**Text**
— Start —

Enable Verbose Logging

docker run --rm \
  -v ~/.aws:/home/sguser/.aws:ro \
  -v $(pwd)/sg/configs:/app/configs:ro \
  -v $(pwd)/sg/reports:/app/reports \
  sg-provisioner:latest \
  -con my-config.yaml -act <action> --verbose debug

Configuration Errors

Invalid config file name

Error: Invalid config file name: path/to/file.yaml. File name must not contain path separators

Cause: You passed a path instead of just the filename.

Solution: Run from the package directory and pass only the filename:

docker run --rm \
  -v ~/.aws:/home/sguser/.aws:ro \
  -v $(pwd)/sg/configs:/app/configs:ro \
  -v $(pwd)/sg/reports:/app/reports \
  sg-provisioner:latest \
  -con my-config.yaml -act validate-config

Schema validation failed

Error: Configuration validation failed: '<field>' is a required property

Cause: Missing required field in config.

Solution: Ensure all required fields are present:

  • client: company_name, company_prefix, account_id, tenant_id

  • environment: env, region

  • security_groups: scenario, vpc_source

Invalid company_prefix

Error: 'MY_PREFIX' does not match '^[a-z][a-z0-9-]*$'

Cause: Prefix must be lowercase, start with a letter.

Solution:

# ❌ Wrong
company_prefix: MY_PREFIX
company_prefix: 123abc

# ✅ Correct
company_prefix: myprefix
company_prefix: my-prefix

Invalid account_id

Error: '12345' does not match '^[0-9]{12}$'

Cause: Account ID must be exactly 12 digits, quoted.

Solution:

# ❌ Wrong
account_id: 12345
account_id: 123456789012  # Unquoted may lose leading zeros

# ✅ Correct
account_id: "123456789012"

AWS Credential Issues

No credentials found

Error: Failed to initialize AWS clients: Unable to locate credentials

Cause: AWS credentials not configured or not mounted in Docker.

— End —

**Records**

— Start —

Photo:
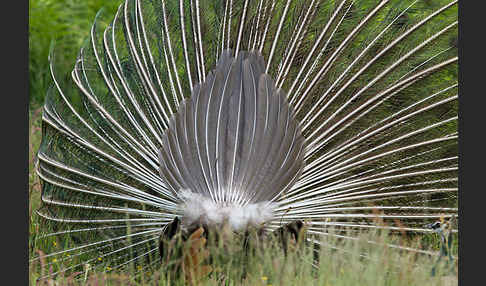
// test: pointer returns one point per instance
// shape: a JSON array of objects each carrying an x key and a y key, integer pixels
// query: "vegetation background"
[{"x": 68, "y": 23}]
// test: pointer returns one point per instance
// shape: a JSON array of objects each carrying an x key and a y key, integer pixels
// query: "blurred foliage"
[{"x": 68, "y": 23}]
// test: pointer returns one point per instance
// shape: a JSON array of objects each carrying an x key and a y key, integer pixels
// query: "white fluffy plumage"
[{"x": 197, "y": 208}]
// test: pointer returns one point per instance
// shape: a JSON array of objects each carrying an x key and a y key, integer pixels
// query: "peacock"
[{"x": 266, "y": 114}]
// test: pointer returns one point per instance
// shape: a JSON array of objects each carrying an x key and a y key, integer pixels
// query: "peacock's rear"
[{"x": 251, "y": 113}]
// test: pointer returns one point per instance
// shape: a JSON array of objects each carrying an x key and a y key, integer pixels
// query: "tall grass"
[
  {"x": 265, "y": 266},
  {"x": 348, "y": 262},
  {"x": 67, "y": 23}
]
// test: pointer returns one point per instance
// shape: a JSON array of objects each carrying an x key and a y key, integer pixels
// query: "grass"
[
  {"x": 266, "y": 266},
  {"x": 68, "y": 22},
  {"x": 65, "y": 22}
]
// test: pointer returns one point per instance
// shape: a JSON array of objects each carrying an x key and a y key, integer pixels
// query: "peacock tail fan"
[{"x": 342, "y": 114}]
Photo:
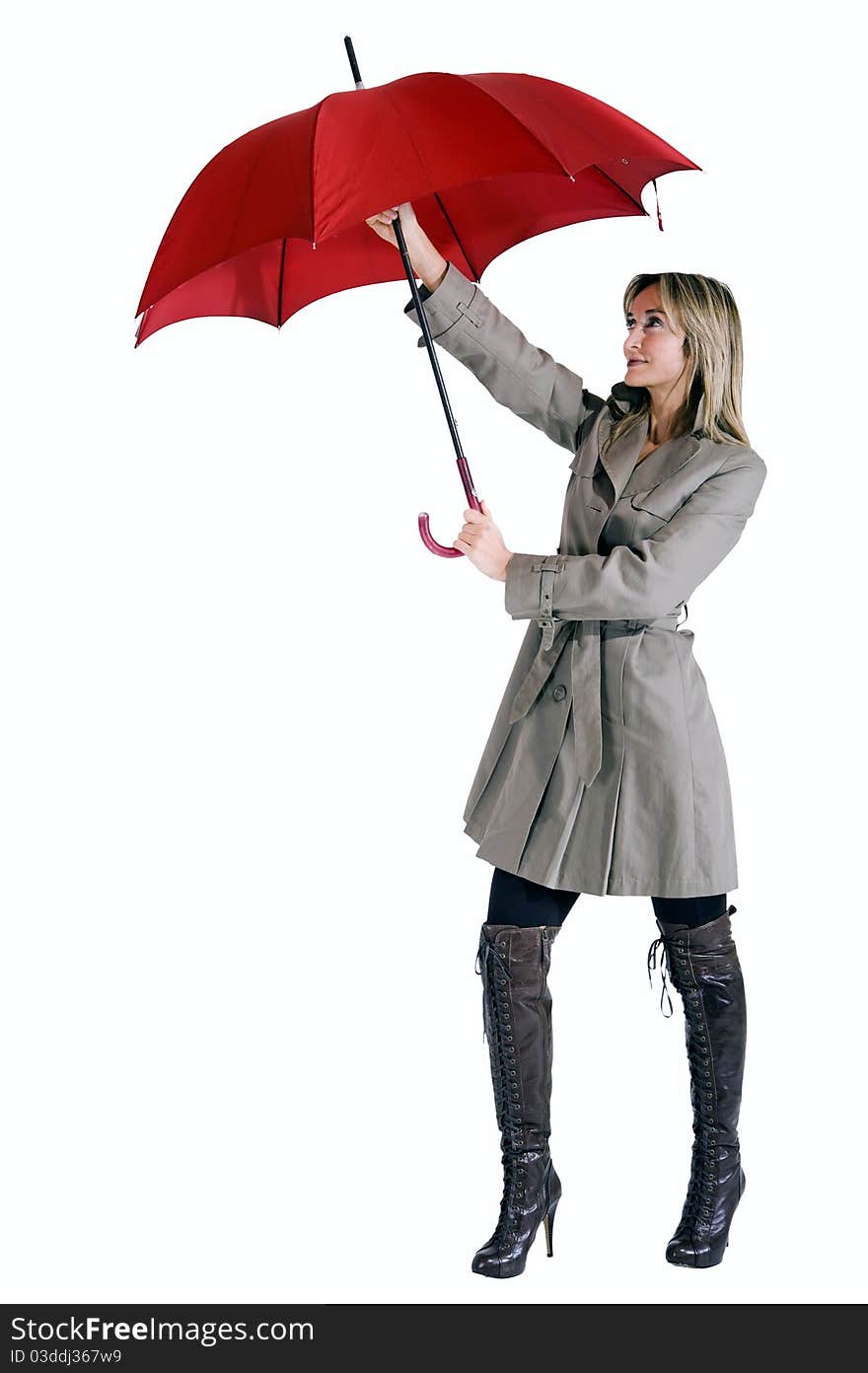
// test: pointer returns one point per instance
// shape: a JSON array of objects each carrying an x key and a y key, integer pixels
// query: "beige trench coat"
[{"x": 605, "y": 769}]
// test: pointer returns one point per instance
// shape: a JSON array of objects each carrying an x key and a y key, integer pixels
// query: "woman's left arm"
[{"x": 657, "y": 574}]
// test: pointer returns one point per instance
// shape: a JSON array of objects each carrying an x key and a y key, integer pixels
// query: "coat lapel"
[{"x": 621, "y": 463}]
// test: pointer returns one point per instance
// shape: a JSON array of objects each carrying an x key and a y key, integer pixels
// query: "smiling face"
[{"x": 654, "y": 342}]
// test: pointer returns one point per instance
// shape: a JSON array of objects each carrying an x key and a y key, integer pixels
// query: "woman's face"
[{"x": 653, "y": 342}]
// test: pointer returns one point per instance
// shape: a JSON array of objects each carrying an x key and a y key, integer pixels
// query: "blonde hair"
[{"x": 706, "y": 314}]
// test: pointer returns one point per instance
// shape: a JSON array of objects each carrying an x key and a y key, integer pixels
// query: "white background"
[{"x": 241, "y": 706}]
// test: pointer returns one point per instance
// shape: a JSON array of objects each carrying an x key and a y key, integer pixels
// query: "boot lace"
[
  {"x": 493, "y": 967},
  {"x": 699, "y": 1201}
]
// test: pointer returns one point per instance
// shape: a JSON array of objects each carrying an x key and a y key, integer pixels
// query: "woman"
[{"x": 605, "y": 769}]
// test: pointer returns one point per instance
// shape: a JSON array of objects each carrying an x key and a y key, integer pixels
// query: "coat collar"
[{"x": 621, "y": 462}]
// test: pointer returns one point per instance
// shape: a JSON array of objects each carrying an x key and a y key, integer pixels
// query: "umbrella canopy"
[{"x": 276, "y": 219}]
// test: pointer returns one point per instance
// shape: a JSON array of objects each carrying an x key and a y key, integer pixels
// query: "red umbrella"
[{"x": 276, "y": 219}]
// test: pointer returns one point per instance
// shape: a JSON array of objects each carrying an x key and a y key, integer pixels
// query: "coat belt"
[{"x": 585, "y": 677}]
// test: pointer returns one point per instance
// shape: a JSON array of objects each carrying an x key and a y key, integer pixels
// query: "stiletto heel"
[{"x": 548, "y": 1221}]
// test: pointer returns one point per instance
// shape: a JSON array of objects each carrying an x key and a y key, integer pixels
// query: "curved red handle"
[{"x": 430, "y": 542}]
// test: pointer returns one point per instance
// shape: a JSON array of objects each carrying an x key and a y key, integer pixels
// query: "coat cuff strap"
[{"x": 531, "y": 588}]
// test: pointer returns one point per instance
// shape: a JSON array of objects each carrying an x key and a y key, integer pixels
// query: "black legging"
[{"x": 517, "y": 901}]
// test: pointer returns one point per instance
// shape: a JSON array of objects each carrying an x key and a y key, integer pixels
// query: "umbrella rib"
[
  {"x": 455, "y": 234},
  {"x": 598, "y": 168},
  {"x": 280, "y": 284}
]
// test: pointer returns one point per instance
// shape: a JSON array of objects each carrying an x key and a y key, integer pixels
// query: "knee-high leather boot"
[
  {"x": 517, "y": 1005},
  {"x": 703, "y": 967}
]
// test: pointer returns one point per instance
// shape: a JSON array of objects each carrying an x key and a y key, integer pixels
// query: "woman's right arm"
[{"x": 524, "y": 378}]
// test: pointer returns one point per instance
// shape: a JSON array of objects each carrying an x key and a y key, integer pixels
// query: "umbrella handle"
[{"x": 427, "y": 539}]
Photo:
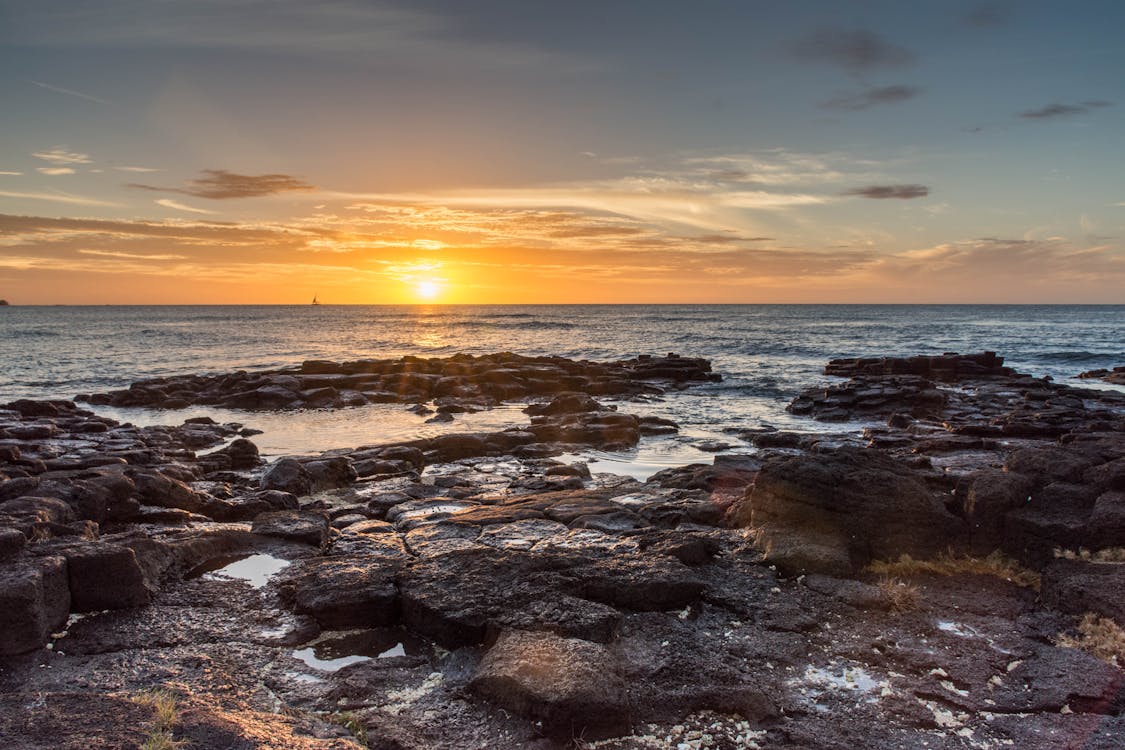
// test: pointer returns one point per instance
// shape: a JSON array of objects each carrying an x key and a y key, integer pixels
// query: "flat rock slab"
[
  {"x": 343, "y": 592},
  {"x": 574, "y": 687},
  {"x": 306, "y": 526}
]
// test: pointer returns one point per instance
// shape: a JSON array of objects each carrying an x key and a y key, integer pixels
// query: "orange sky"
[{"x": 383, "y": 152}]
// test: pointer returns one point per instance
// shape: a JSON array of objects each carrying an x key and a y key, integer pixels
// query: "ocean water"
[{"x": 766, "y": 353}]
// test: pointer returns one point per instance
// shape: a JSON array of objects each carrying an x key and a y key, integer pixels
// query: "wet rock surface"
[{"x": 468, "y": 590}]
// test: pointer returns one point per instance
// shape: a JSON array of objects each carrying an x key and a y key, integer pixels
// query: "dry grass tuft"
[
  {"x": 1098, "y": 635},
  {"x": 898, "y": 595},
  {"x": 996, "y": 565},
  {"x": 163, "y": 705},
  {"x": 351, "y": 722},
  {"x": 1108, "y": 554}
]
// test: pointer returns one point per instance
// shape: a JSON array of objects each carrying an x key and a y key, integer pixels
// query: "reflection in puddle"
[
  {"x": 254, "y": 569},
  {"x": 336, "y": 650}
]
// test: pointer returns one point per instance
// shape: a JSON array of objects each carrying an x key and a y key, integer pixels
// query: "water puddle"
[
  {"x": 254, "y": 569},
  {"x": 335, "y": 650}
]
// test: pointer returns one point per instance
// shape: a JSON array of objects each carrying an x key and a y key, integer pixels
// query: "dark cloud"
[
  {"x": 890, "y": 191},
  {"x": 219, "y": 184},
  {"x": 1063, "y": 110},
  {"x": 854, "y": 50},
  {"x": 887, "y": 95}
]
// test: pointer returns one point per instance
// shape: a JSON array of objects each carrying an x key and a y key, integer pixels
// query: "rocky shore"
[{"x": 954, "y": 577}]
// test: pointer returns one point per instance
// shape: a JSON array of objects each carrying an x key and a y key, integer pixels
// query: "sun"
[{"x": 426, "y": 289}]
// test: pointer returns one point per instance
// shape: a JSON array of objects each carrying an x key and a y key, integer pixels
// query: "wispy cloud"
[
  {"x": 137, "y": 256},
  {"x": 1063, "y": 110},
  {"x": 881, "y": 191},
  {"x": 221, "y": 184},
  {"x": 887, "y": 95},
  {"x": 856, "y": 51},
  {"x": 168, "y": 202},
  {"x": 69, "y": 92},
  {"x": 60, "y": 155},
  {"x": 57, "y": 198}
]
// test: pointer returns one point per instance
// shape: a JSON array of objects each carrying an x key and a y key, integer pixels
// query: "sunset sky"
[{"x": 523, "y": 151}]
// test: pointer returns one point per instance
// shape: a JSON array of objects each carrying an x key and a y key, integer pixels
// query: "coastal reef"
[{"x": 951, "y": 574}]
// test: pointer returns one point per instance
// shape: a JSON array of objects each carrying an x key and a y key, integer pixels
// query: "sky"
[{"x": 524, "y": 151}]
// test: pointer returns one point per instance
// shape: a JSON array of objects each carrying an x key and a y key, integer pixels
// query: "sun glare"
[{"x": 426, "y": 289}]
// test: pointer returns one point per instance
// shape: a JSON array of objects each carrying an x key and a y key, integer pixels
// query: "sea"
[{"x": 765, "y": 353}]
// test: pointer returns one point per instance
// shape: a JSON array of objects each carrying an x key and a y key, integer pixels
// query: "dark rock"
[
  {"x": 986, "y": 497},
  {"x": 1080, "y": 586},
  {"x": 574, "y": 687},
  {"x": 343, "y": 592},
  {"x": 330, "y": 473},
  {"x": 834, "y": 513},
  {"x": 11, "y": 542},
  {"x": 102, "y": 576},
  {"x": 305, "y": 526},
  {"x": 288, "y": 476},
  {"x": 34, "y": 603},
  {"x": 566, "y": 404}
]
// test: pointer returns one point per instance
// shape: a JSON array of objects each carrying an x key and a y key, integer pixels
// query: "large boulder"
[
  {"x": 287, "y": 476},
  {"x": 34, "y": 603},
  {"x": 343, "y": 592},
  {"x": 574, "y": 687},
  {"x": 986, "y": 497},
  {"x": 834, "y": 513},
  {"x": 305, "y": 526},
  {"x": 102, "y": 576}
]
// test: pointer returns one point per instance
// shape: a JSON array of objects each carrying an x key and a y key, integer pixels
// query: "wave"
[{"x": 1077, "y": 357}]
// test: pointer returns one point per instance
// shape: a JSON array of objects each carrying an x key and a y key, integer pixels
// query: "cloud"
[
  {"x": 168, "y": 202},
  {"x": 905, "y": 191},
  {"x": 855, "y": 51},
  {"x": 221, "y": 184},
  {"x": 69, "y": 92},
  {"x": 887, "y": 95},
  {"x": 59, "y": 198},
  {"x": 138, "y": 256},
  {"x": 61, "y": 156},
  {"x": 1063, "y": 110}
]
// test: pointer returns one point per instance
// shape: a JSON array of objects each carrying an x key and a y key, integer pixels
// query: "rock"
[
  {"x": 1079, "y": 586},
  {"x": 11, "y": 542},
  {"x": 330, "y": 473},
  {"x": 986, "y": 498},
  {"x": 834, "y": 513},
  {"x": 343, "y": 592},
  {"x": 155, "y": 488},
  {"x": 1106, "y": 526},
  {"x": 569, "y": 403},
  {"x": 462, "y": 596},
  {"x": 288, "y": 476},
  {"x": 1044, "y": 466},
  {"x": 34, "y": 603},
  {"x": 305, "y": 526},
  {"x": 248, "y": 507},
  {"x": 641, "y": 584},
  {"x": 574, "y": 687},
  {"x": 102, "y": 576}
]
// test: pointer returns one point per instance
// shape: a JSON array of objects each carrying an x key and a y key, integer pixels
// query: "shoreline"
[{"x": 738, "y": 597}]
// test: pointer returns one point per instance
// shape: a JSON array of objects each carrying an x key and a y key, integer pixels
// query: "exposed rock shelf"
[{"x": 722, "y": 605}]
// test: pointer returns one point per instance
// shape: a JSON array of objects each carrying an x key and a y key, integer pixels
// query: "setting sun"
[{"x": 426, "y": 289}]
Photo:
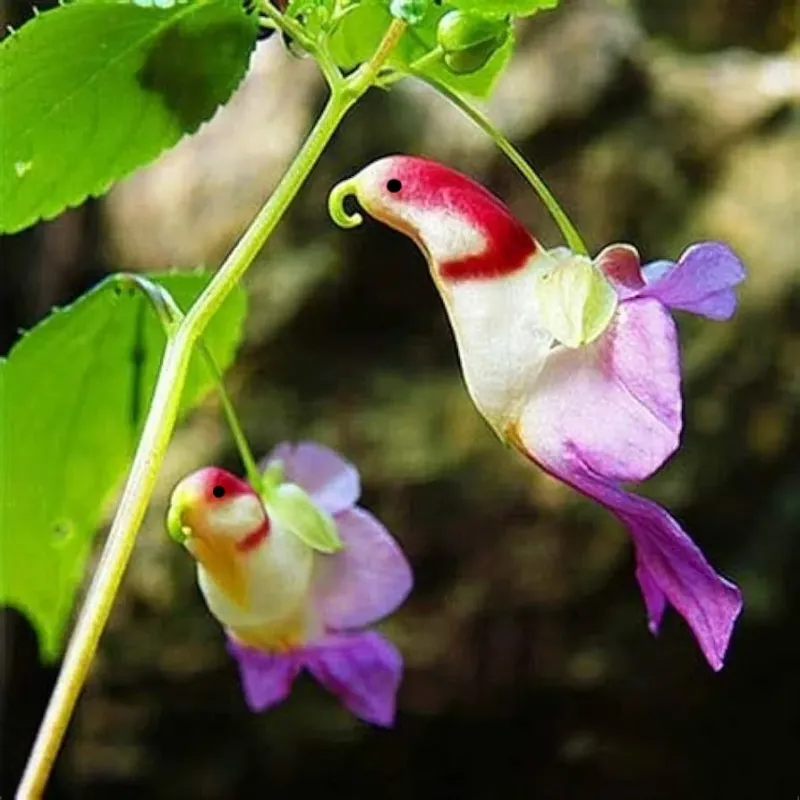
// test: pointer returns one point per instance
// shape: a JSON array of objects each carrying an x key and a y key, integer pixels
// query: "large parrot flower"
[
  {"x": 572, "y": 361},
  {"x": 296, "y": 575}
]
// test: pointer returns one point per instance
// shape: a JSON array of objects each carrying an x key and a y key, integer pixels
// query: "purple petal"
[
  {"x": 267, "y": 678},
  {"x": 363, "y": 670},
  {"x": 366, "y": 580},
  {"x": 701, "y": 282},
  {"x": 617, "y": 401},
  {"x": 331, "y": 481},
  {"x": 654, "y": 599},
  {"x": 670, "y": 565}
]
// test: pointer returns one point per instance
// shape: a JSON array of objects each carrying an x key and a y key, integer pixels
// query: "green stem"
[
  {"x": 568, "y": 230},
  {"x": 171, "y": 315},
  {"x": 161, "y": 419}
]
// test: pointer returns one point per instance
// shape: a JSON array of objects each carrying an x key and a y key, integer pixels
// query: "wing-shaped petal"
[
  {"x": 617, "y": 401},
  {"x": 267, "y": 678},
  {"x": 701, "y": 282},
  {"x": 363, "y": 670},
  {"x": 670, "y": 566},
  {"x": 331, "y": 481},
  {"x": 366, "y": 580}
]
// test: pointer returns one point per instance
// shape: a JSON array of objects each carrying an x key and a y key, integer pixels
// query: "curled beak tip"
[{"x": 336, "y": 209}]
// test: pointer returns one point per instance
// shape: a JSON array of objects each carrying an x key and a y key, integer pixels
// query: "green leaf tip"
[
  {"x": 92, "y": 90},
  {"x": 77, "y": 385}
]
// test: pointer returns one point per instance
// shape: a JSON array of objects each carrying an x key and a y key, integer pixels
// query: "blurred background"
[{"x": 530, "y": 670}]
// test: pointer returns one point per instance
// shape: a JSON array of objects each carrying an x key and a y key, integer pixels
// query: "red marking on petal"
[
  {"x": 254, "y": 539},
  {"x": 431, "y": 185},
  {"x": 620, "y": 264},
  {"x": 226, "y": 484},
  {"x": 510, "y": 247}
]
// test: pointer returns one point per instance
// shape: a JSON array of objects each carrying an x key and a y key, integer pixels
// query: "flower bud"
[{"x": 469, "y": 41}]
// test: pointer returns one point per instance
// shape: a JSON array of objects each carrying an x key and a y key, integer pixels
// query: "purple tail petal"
[
  {"x": 267, "y": 678},
  {"x": 701, "y": 282},
  {"x": 363, "y": 669},
  {"x": 670, "y": 566}
]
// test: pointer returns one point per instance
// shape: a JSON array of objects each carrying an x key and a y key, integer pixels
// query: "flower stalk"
[{"x": 162, "y": 416}]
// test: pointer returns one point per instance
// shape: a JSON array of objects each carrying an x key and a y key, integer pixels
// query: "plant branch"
[
  {"x": 161, "y": 420},
  {"x": 568, "y": 230}
]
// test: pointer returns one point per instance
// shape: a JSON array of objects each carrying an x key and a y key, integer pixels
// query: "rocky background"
[{"x": 530, "y": 671}]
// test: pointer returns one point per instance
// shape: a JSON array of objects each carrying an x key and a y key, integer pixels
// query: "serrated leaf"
[
  {"x": 73, "y": 395},
  {"x": 500, "y": 8},
  {"x": 295, "y": 509},
  {"x": 91, "y": 90}
]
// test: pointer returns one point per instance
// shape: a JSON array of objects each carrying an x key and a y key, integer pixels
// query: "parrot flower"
[
  {"x": 574, "y": 362},
  {"x": 294, "y": 577}
]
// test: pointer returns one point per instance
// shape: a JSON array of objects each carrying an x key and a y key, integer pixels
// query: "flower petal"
[
  {"x": 366, "y": 580},
  {"x": 267, "y": 678},
  {"x": 617, "y": 402},
  {"x": 654, "y": 599},
  {"x": 363, "y": 670},
  {"x": 621, "y": 265},
  {"x": 670, "y": 565},
  {"x": 332, "y": 482},
  {"x": 701, "y": 282}
]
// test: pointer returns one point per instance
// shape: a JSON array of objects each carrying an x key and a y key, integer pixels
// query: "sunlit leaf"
[
  {"x": 91, "y": 90},
  {"x": 73, "y": 395},
  {"x": 498, "y": 8}
]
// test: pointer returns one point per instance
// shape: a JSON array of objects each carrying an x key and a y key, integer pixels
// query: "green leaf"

— End —

**Objectives**
a) Answer these questions using the troubleshooting guide:
(i) What flag and value are added to the command to enable verbose logging?
(ii) Which two fields are required under environment?
(iii) How many digits must the account ID contain?
b) Write the next part of the troubleshooting guide, starting after its last sentence.
The records come from a source separate from the troubleshooting guide.

**Expected outputs**
a)
(i) --verbose debug
(ii) env and region
(iii) Exactly 12

b)
Solution (Docker):

docker run --rm \
  -v ~/.aws:/home/sguser/.aws:ro \
  ...

Solution (Local):

aws configure
# Or set environment variables:
export AWS_ACCESS_KEY_ID=<your-key>
export AWS_SECRET_ACCESS_KEY=<your-secret>
export AWS_DEFAULT_REGION=us-west-2

Access denied

Error: An error occurred (UnauthorizedOperation) when calling DescribeSecurityGroups

Cause: IAM user/role lacks required permissions.

Solution: Generate and attach the IAM policy:

docker run --rm \
  -v ~/.aws:/home/sguser/.aws:ro \
  -v $(pwd)/sg/configs:/app/configs:ro \
  -v $(pwd)/sg/policies:/app/policies \
  -v $(pwd)/sg/reports:/app/reports \
  sg-provisioner:latest \
  -con my-config.yaml -act create-policy

Then attach the generated JSON policy to your IAM user/role.

Expired credentials

Error: ExpiredTokenException: The security token included in the request is expired

Solution: Refresh credentials:

aws sso login  # If using SSO
# Or regenerate temporary credentials

VPC Resolution Errors

VPC not found in Parameter Store

Error: VPC ID not found in Parameter Store at: /vpc/.../VPCId

Cause: The VPC hasn’t been deployed, or the path is wrong.

Solution:

  1. Deploy the VPC first using the VPC Provisioner

  2. Verify the path exists:

    aws ssm get-parameter --name /vpc/my-vpc-name/VPCId --region us-west-2
    
  3. Or switch to direct mode:

    security_groups:
      vpc_source: direct
      vpc_id: vpc-0abc123def456
    

VPC does not exist

Error: Validation failed: VPC vpc-xxx does not exist in this region

Cause: The VPC ID is valid format but the VPC was deleted or is in a different region.

Solution: Verify the VPC exists:

aws ec2 describe-vpcs --vpc-ids vpc-0abc123 --region us-west-2

Unknown vpc_source

Error: Unknown vpc_source: <value>

Solution: Use either parameter-store or direct:

security_groups:
  vpc_source: parameter-store  # or: direct

CloudFormation Errors

Stack already exists

Error: Stack [globalbank-prod-c001-us-west-2-sg-stack] already exists

Cause: Security groups were already deployed.

Solution:

  • Use show-changes to see what would change

  • Use delete-security-groups --force to remove and redeploy

  • Use workload field for a separate SG set

Stack creation failed

Error: Stack creation failed or timed out

Cause: CloudFormation couldn’t create one or more resources.

Solution:

  1. Check the CloudFormation console for detailed error events

  2. Common causes:

    • VPC doesn’t exist anymore

    • Security group limit reached (default: 2500 per region)

    • IAM permissions insufficient

Resource limit exceeded

Error: The maximum number of security groups has been reached

Solution: Request a limit increase via AWS Service Quotas, or delete unused security groups.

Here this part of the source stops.